Hong Kong protesters end police headquarters siege

Hong Kong protesters refuse to back down over extradition bill

Hong Kong — Protesters in Hong Kong ended their overnight siege of police headquarters peacefully Saturday, disappointed that their demands for the territory's leader to formally withdraw a contentious extradition bill and police to apologize for heavy handed tactics have gone unmet. The blockade lasted more than 15 hours, according to Reuters.

By daybreak, police had cleared the streets of barriers set up by protesters to snarl traffic in the Asian financial center and only a few groups in the mostly youthful crowd remained. Many slept outside the legislature.

Traffic was again smooth on a major thoroughfare through the government's central complex as the protest movement regrouped to consider next moves.

Police said nine female and four male staffers were hospitalized "with considerable delay" during the blockade. The police statement did not say whether they were injured in clashes or had otherwise become unwell.

Around police headquarters, masked and helmeted protesters covered surveillance cameras with masking tape and lashed barriers together with nylon cable ties. They threw eggs at the building and drew graffiti on the walls. Protesters also "splashed oil" and targeted police officers' eyes with laser pointers, according to the police.

§ **ASSIGNED TASK**: Set down the entire article on the Hong Kong police headquarters siege, word for word.

Stored data:
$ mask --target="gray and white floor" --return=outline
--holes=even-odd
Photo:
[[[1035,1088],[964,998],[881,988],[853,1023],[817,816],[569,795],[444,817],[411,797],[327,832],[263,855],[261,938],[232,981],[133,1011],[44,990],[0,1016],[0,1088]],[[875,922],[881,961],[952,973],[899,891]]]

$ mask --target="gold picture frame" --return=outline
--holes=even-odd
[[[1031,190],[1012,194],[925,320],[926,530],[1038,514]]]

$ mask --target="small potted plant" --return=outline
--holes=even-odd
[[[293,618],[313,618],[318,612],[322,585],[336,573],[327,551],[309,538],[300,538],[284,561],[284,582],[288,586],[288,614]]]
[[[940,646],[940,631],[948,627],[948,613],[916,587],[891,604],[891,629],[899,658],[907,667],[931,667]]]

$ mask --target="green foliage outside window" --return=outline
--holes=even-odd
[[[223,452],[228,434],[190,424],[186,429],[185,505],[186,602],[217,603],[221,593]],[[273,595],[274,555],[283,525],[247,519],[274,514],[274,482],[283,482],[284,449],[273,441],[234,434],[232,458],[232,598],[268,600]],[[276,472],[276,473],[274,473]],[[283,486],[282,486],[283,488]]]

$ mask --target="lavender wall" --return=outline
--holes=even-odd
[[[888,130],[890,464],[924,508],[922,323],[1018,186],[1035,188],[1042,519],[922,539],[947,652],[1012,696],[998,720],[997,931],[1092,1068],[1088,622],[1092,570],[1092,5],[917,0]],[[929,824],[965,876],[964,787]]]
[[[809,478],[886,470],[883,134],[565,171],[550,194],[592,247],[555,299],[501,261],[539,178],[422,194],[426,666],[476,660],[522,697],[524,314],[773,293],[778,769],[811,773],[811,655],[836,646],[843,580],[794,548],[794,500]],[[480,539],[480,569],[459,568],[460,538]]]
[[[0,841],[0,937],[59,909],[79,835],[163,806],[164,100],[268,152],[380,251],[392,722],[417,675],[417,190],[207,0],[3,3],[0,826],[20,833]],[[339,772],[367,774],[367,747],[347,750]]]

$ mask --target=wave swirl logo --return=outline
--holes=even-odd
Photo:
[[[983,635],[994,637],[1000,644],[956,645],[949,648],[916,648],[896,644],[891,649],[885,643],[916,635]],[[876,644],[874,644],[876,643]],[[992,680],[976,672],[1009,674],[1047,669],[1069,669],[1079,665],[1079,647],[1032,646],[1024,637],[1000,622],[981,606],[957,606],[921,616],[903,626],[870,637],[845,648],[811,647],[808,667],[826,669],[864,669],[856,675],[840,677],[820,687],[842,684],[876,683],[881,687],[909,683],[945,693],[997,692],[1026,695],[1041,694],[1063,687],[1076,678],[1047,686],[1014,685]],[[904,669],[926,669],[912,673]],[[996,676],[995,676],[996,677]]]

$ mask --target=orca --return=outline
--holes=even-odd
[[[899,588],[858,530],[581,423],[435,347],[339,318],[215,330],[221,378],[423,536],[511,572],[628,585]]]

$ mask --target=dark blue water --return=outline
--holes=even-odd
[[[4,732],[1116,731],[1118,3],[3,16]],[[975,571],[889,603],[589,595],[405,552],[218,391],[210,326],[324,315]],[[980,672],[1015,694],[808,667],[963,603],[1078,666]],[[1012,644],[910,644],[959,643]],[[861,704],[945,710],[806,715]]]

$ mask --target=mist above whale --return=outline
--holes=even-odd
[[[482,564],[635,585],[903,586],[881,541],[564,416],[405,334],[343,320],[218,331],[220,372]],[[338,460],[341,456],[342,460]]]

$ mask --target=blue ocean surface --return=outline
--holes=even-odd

§ **EXERCISE RESPONSE**:
Hong Kong protesters end police headquarters siege

Hong Kong protesters refuse to back down over extradition bill

Hong Kong — Protesters in Hong Kong ended their overnight siege of police headquarters peacefully Saturday, disappointed that their demands for the territory's leader to formally withdraw a contentious extradition bill and police to apologize for heavy handed tactics have gone unmet. The blockade lasted more than 15 hours, according to Reuters.

By daybreak, police had cleared the streets of barriers set up by protesters to snarl traffic in the Asian financial center and only a few groups in the mostly youthful crowd remained. Many slept outside the legislature.

Traffic was again smooth on a major thoroughfare through the government's central complex as the protest movement regrouped to consider next moves.

Police said nine female and four male staffers were hospitalized "with considerable delay" during the blockade. The police statement did not say whether they were injured in clashes or had otherwise become unwell.

Around police headquarters, masked and helmeted protesters covered surveillance cameras with masking tape and lashed barriers together with nylon cable ties. They threw eggs at the building and drew graffiti on the walls. Protesters also "splashed oil" and targeted police officers' eyes with laser pointers, according to the police.